Do this: Please rewrite the material below, putting "place a marker" wherever "set a dot" appears and keeping everything else the same.

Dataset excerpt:
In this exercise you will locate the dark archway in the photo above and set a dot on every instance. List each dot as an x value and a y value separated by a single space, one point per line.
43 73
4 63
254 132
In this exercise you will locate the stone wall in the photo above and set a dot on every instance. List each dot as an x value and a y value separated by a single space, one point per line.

Response to this task:
In this exercise you will locate the dark archway in the photo above and place a marker on every instance. List each dot as an x value and a y value separated by a single space, one point per line.
43 73
4 63
254 132
In this exercise you will locate the stone wall in the photo above and place a marker on every instance. List each dot as an x value and a y value separated by a single space, one point per line.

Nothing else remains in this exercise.